WRITTEN PROBLEM
Format the material below as a Markdown table with two columns, Row and Line. Number each line in order and omit any blank lines.

AVAILABLE RECORDS
-- begin --

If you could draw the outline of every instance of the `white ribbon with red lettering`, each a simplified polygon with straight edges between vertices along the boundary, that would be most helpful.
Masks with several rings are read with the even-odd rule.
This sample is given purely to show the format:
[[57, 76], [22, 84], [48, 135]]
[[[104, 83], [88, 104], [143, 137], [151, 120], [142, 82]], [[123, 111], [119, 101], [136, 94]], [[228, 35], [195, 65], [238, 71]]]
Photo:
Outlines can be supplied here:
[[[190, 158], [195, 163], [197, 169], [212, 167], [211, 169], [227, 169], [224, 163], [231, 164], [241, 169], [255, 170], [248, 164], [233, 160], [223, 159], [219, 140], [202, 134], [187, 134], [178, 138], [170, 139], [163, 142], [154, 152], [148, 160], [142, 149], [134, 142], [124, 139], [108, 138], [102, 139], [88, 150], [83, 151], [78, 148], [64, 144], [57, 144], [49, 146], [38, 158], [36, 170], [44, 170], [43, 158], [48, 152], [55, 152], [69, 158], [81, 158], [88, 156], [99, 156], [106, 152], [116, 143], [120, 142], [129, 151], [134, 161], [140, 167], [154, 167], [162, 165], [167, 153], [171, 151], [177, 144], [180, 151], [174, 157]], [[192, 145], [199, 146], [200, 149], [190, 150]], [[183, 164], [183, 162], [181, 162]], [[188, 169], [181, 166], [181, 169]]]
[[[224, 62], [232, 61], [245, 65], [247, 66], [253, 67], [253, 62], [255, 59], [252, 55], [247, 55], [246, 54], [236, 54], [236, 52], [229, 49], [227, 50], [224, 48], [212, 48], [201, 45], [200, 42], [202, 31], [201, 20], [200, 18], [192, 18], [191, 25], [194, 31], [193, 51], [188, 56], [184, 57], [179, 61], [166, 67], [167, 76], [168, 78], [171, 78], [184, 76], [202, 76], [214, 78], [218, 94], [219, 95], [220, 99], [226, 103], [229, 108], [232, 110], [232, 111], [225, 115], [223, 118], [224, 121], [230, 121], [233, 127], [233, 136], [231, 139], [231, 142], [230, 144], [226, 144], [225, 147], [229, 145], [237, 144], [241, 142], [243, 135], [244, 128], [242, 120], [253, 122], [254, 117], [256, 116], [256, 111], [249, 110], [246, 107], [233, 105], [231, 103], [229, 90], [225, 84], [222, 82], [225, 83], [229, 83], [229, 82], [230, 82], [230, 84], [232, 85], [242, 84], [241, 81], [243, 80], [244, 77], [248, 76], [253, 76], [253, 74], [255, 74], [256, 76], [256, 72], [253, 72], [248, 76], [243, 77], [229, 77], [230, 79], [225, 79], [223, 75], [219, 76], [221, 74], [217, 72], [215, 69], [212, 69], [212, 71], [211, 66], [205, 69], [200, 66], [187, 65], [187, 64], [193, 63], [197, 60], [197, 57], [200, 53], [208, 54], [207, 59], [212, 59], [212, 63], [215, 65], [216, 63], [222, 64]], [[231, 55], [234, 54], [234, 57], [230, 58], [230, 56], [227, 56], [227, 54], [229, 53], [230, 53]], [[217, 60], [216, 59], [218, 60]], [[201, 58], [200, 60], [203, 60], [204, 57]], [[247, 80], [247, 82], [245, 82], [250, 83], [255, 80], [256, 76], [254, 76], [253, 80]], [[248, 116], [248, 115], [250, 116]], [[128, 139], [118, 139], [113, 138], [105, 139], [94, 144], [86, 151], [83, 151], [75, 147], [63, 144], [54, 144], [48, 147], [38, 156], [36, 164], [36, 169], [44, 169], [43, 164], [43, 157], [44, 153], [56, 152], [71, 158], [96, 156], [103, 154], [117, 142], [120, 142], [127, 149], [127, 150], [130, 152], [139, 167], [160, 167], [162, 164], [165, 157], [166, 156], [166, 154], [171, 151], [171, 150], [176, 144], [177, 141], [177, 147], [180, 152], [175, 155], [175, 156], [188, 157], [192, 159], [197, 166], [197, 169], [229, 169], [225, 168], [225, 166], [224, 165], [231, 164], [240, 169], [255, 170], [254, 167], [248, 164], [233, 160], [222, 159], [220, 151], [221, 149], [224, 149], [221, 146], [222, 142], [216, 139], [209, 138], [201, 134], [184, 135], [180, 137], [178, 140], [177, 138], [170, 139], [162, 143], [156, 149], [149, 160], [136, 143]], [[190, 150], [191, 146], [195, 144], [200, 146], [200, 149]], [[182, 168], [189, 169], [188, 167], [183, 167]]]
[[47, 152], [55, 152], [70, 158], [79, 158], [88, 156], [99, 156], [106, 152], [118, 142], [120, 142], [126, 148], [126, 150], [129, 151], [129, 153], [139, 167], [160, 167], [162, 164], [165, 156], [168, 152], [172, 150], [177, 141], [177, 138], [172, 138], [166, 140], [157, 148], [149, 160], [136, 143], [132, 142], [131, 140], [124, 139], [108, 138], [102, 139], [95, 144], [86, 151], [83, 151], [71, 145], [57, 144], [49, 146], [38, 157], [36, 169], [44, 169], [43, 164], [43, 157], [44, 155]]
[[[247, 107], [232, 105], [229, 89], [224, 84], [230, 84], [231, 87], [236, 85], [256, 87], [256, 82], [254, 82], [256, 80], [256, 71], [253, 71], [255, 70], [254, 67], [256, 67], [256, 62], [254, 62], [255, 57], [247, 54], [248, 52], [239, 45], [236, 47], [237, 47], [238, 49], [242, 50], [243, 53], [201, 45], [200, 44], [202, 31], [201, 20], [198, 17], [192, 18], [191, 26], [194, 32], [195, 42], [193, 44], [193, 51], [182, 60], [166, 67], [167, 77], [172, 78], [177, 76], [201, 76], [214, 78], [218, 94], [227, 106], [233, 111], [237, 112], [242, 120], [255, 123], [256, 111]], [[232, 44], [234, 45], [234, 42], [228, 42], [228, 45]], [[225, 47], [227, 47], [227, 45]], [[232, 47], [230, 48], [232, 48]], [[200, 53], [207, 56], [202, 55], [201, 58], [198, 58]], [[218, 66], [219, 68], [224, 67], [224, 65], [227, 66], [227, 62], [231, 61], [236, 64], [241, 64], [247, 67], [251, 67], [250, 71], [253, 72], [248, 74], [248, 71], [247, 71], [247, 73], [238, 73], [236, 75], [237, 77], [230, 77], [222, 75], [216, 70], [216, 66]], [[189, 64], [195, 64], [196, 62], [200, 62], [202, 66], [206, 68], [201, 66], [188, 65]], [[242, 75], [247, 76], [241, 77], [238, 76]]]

-- end --

RESPONSE BELOW
| Row | Line |
|---|---|
| 1 | If you could draw the outline of every instance of the `white ribbon with red lettering`, each a simplified polygon with straight edges between vertices along the boundary, that would be most helpful. |
| 2 | Masks with several rings are read with the even-odd rule. |
| 3 | This sample is given purely to show the format: |
| 4 | [[57, 76], [22, 84], [48, 135]] |
| 5 | [[[104, 83], [88, 104], [143, 137], [151, 120], [142, 82]], [[123, 111], [119, 101], [136, 94]], [[228, 35], [195, 65], [238, 71]]] |
| 6 | Photo: |
| 7 | Outlines can be supplied here: |
| 8 | [[[190, 158], [195, 163], [197, 169], [212, 167], [211, 169], [227, 169], [224, 163], [231, 164], [241, 169], [255, 170], [248, 164], [233, 160], [223, 159], [219, 140], [202, 134], [187, 134], [178, 138], [170, 139], [163, 142], [154, 152], [148, 160], [142, 149], [134, 142], [124, 139], [108, 138], [102, 139], [88, 150], [83, 151], [78, 148], [64, 144], [57, 144], [49, 146], [38, 158], [36, 170], [44, 170], [43, 158], [48, 152], [55, 152], [69, 158], [81, 158], [88, 156], [99, 156], [106, 152], [116, 143], [120, 142], [129, 151], [134, 161], [140, 167], [154, 167], [162, 165], [167, 153], [171, 151], [177, 144], [180, 151], [174, 157]], [[192, 145], [199, 146], [200, 149], [190, 150]], [[183, 164], [183, 162], [181, 162]], [[188, 169], [181, 166], [181, 169]]] |
| 9 | [[[224, 62], [232, 61], [245, 65], [247, 66], [253, 67], [253, 62], [255, 59], [252, 55], [247, 55], [246, 54], [236, 54], [236, 52], [229, 49], [227, 50], [224, 48], [212, 48], [201, 45], [200, 42], [202, 31], [201, 20], [200, 18], [192, 18], [191, 25], [194, 31], [193, 51], [188, 56], [184, 57], [179, 61], [166, 67], [167, 76], [168, 78], [171, 78], [184, 76], [202, 76], [214, 78], [218, 94], [219, 95], [220, 99], [226, 103], [229, 108], [232, 110], [232, 111], [225, 115], [223, 118], [224, 121], [230, 121], [233, 127], [233, 136], [231, 139], [231, 142], [230, 144], [226, 144], [225, 147], [229, 145], [237, 144], [241, 142], [243, 135], [244, 128], [242, 120], [253, 122], [254, 117], [256, 116], [256, 111], [249, 110], [246, 107], [233, 105], [231, 103], [229, 90], [225, 84], [222, 82], [225, 83], [229, 83], [229, 82], [230, 82], [230, 84], [232, 85], [242, 84], [241, 81], [243, 80], [244, 77], [248, 76], [253, 76], [253, 74], [255, 74], [256, 76], [256, 72], [253, 72], [248, 76], [243, 77], [229, 77], [230, 79], [225, 79], [223, 75], [219, 76], [221, 74], [217, 72], [215, 69], [212, 69], [212, 71], [211, 66], [205, 69], [200, 66], [187, 65], [187, 64], [193, 63], [197, 60], [197, 57], [200, 53], [208, 54], [207, 59], [212, 59], [212, 63], [215, 65], [216, 63], [222, 64]], [[231, 55], [234, 54], [234, 57], [230, 58], [230, 56], [227, 56], [227, 54], [229, 53], [230, 53]], [[217, 60], [216, 59], [218, 60]], [[201, 58], [200, 60], [203, 60], [204, 57]], [[247, 80], [247, 82], [245, 82], [250, 83], [255, 80], [256, 76], [254, 76], [253, 80]], [[248, 116], [248, 115], [250, 116]], [[128, 139], [118, 139], [113, 138], [105, 139], [94, 144], [86, 151], [83, 151], [75, 147], [63, 144], [54, 144], [48, 147], [38, 156], [36, 164], [36, 169], [44, 169], [43, 164], [43, 157], [44, 153], [56, 152], [71, 158], [96, 156], [103, 154], [117, 142], [120, 142], [127, 149], [127, 150], [130, 152], [139, 167], [160, 167], [162, 164], [165, 157], [166, 156], [166, 154], [171, 151], [171, 150], [176, 144], [177, 141], [177, 147], [180, 152], [175, 155], [175, 156], [188, 157], [192, 159], [197, 166], [197, 169], [229, 169], [225, 168], [225, 166], [224, 165], [231, 164], [240, 169], [255, 170], [254, 167], [248, 164], [233, 160], [222, 159], [220, 151], [221, 149], [224, 149], [221, 146], [222, 142], [216, 139], [209, 138], [201, 134], [184, 135], [180, 137], [178, 140], [177, 138], [170, 139], [162, 143], [156, 149], [149, 160], [136, 143]], [[190, 150], [191, 146], [195, 144], [200, 146], [200, 149]], [[182, 168], [189, 169], [188, 167], [183, 167]]] |
| 10 | [[47, 152], [55, 152], [70, 158], [79, 158], [88, 156], [99, 156], [106, 152], [118, 142], [120, 142], [126, 148], [126, 150], [129, 151], [129, 153], [139, 167], [160, 167], [162, 164], [165, 156], [168, 152], [172, 150], [177, 141], [177, 138], [172, 138], [166, 140], [157, 148], [149, 160], [136, 143], [132, 142], [131, 140], [124, 139], [108, 138], [102, 139], [95, 144], [86, 151], [83, 151], [71, 145], [57, 144], [49, 146], [38, 157], [36, 169], [44, 169], [43, 164], [43, 157], [44, 155]] |
| 11 | [[[247, 107], [232, 105], [229, 89], [224, 84], [230, 84], [231, 87], [236, 85], [256, 87], [256, 82], [254, 82], [256, 80], [256, 71], [253, 71], [255, 70], [254, 67], [256, 67], [256, 62], [254, 62], [255, 57], [247, 54], [248, 52], [239, 45], [236, 47], [237, 47], [238, 49], [242, 50], [243, 53], [201, 45], [200, 44], [202, 31], [201, 20], [198, 17], [192, 18], [191, 26], [194, 32], [195, 42], [193, 44], [193, 51], [182, 60], [166, 67], [167, 77], [172, 78], [177, 76], [201, 76], [214, 78], [218, 94], [227, 106], [233, 111], [237, 112], [242, 120], [255, 123], [256, 111]], [[232, 44], [234, 45], [234, 42], [228, 42], [228, 45]], [[225, 47], [227, 47], [227, 45]], [[232, 47], [230, 48], [232, 48]], [[200, 53], [207, 56], [202, 55], [201, 58], [198, 58]], [[218, 66], [219, 68], [224, 67], [224, 65], [227, 66], [227, 62], [231, 61], [236, 64], [241, 64], [247, 67], [251, 67], [250, 71], [253, 72], [248, 74], [248, 71], [247, 71], [247, 73], [238, 73], [236, 75], [237, 77], [230, 77], [222, 75], [216, 70], [216, 66]], [[189, 64], [195, 64], [196, 62], [200, 62], [202, 66], [206, 68], [201, 66], [188, 65]], [[242, 75], [247, 76], [241, 77], [238, 76]]] |